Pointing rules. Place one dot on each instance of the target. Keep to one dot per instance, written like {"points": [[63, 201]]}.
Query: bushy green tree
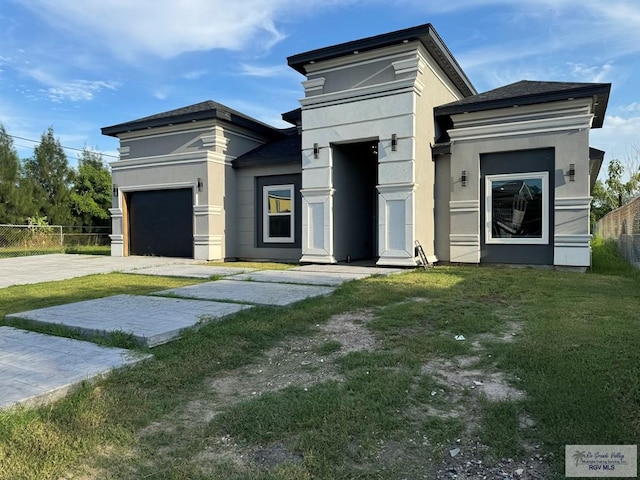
{"points": [[49, 179], [13, 202], [621, 186], [91, 195]]}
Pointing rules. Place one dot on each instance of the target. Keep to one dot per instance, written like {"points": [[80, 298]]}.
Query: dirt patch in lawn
{"points": [[298, 362], [460, 386]]}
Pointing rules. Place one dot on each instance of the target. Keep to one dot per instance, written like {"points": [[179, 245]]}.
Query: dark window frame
{"points": [[278, 181]]}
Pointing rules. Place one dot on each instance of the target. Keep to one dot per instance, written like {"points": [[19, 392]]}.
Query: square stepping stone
{"points": [[190, 271], [36, 368], [300, 277], [250, 292], [151, 320]]}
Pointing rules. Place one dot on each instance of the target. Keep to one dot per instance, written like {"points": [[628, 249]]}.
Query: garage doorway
{"points": [[160, 222], [355, 208]]}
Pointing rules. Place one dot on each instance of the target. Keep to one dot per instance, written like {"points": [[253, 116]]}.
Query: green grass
{"points": [[576, 358]]}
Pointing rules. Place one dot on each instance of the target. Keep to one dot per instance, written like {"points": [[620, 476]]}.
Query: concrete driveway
{"points": [[47, 268]]}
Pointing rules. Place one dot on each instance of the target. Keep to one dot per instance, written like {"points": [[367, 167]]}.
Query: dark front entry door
{"points": [[161, 223]]}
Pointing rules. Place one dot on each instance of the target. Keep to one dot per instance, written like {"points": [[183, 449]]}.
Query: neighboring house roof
{"points": [[200, 111], [276, 152], [426, 34], [528, 92]]}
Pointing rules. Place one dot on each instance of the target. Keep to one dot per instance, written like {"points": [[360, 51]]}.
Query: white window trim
{"points": [[489, 179], [265, 214]]}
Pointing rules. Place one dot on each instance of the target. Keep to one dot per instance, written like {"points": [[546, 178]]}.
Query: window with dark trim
{"points": [[278, 205], [278, 212], [517, 208]]}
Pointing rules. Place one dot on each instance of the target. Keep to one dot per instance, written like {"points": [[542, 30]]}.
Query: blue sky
{"points": [[79, 65]]}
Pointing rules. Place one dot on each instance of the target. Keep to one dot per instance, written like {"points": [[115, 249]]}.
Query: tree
{"points": [[623, 191], [49, 177], [620, 187], [13, 205], [91, 195]]}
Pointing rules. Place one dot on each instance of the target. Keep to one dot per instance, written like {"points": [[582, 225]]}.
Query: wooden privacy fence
{"points": [[623, 226]]}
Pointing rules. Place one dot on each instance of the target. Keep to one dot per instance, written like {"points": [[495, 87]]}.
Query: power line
{"points": [[66, 148]]}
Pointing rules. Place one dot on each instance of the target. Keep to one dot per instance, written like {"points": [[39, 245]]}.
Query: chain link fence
{"points": [[623, 226], [22, 240]]}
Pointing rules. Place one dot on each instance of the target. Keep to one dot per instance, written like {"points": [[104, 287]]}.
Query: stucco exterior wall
{"points": [[438, 90], [178, 157], [379, 94], [540, 126], [245, 223]]}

******

### WHAT IS REQUIRED
The answer must be a word-for-word copy of all the entries, containing no pictures.

### TASK RESULT
Pointing rules. Place one dot on each instance of the target. Keep to one dot per instance, written like {"points": [[63, 201]]}.
Query: bushy green tree
{"points": [[49, 179], [13, 202], [621, 186], [91, 195]]}
Pointing rules. Place one dot on each instance of the target. Keep to one dot per instance, written like {"points": [[80, 298]]}.
Query: dirt patch in lawn
{"points": [[298, 362], [460, 386]]}
Pointing rules. Place one dot on each instance of the target. Keep to one dot per instance, written like {"points": [[179, 245]]}.
Query: dark window frame
{"points": [[278, 181]]}
Pointing rules. Place one dot on each instance of the target. Keep to one dot per instance, written like {"points": [[19, 392]]}.
Query: square stepping stone
{"points": [[190, 271], [36, 368], [300, 277], [250, 292], [151, 320]]}
Pointing rules. Place one dot on each instance of the target. Keep to one dot per instance, written like {"points": [[628, 249]]}.
Query: garage doorway
{"points": [[160, 222], [355, 208]]}
Pointing rules. Place one dot on each instance of the target. Keep to one dot per instance, written like {"points": [[253, 116]]}.
Query: green grass
{"points": [[576, 358]]}
Pointing rules. Place one dot on each instance of the target. Keep to one dot per instance, written like {"points": [[620, 476]]}.
Query: concrete driveway
{"points": [[47, 268]]}
Pointing rules. Place one dot on each instance of the target. Keep to one dot per instance, written like {"points": [[367, 167]]}.
Query: dark front entry door
{"points": [[161, 223]]}
Pointing rules. Place one dot on each instance of the target. Keep to one dot per instance, written like {"points": [[183, 449]]}.
Query: neighboring house roof
{"points": [[200, 111], [276, 152], [426, 34], [528, 92]]}
Pointing rules. Place one dot on each instance of the target. Keep to one dot per instance, written like {"points": [[360, 51]]}.
Query: white window trim
{"points": [[489, 179], [265, 214]]}
Pointing rules. Place one dot on each instance of the target. Keep to one dot per instance, written like {"points": [[546, 178]]}.
Query: window with dark trim
{"points": [[278, 205], [278, 212], [517, 208]]}
Pointing rules. Place one dot on each instance of the target. Keep to one dot per instance, written like {"points": [[542, 30]]}.
Query: blue sky
{"points": [[79, 65]]}
Pointing rules. Place one dot on each instance of the target. Keep to one dot per instance, written like {"points": [[115, 249]]}.
Query: tree
{"points": [[623, 191], [49, 177], [620, 187], [13, 205], [91, 195]]}
Pointing rules. Place one dot on each instance of the target. Keep to one dot per instance, written like {"points": [[582, 225]]}.
Query: wooden privacy fence
{"points": [[623, 226]]}
Pointing rules. Place one dot on each instance of the target. Keep to one dot per instance, written like {"points": [[495, 87]]}.
Query: power line
{"points": [[66, 148]]}
Pointing rules. Place one dot on each instance of the target. Keep to one dot per instance, written like {"points": [[39, 245]]}.
Query: chain link fence
{"points": [[623, 226], [22, 240]]}
Pointing rules. Place one dot on each instance of the target. Keep to one dot per instance, written like {"points": [[104, 287]]}.
Query: stucco exterior wall
{"points": [[438, 90], [178, 157], [379, 94], [540, 126], [245, 223]]}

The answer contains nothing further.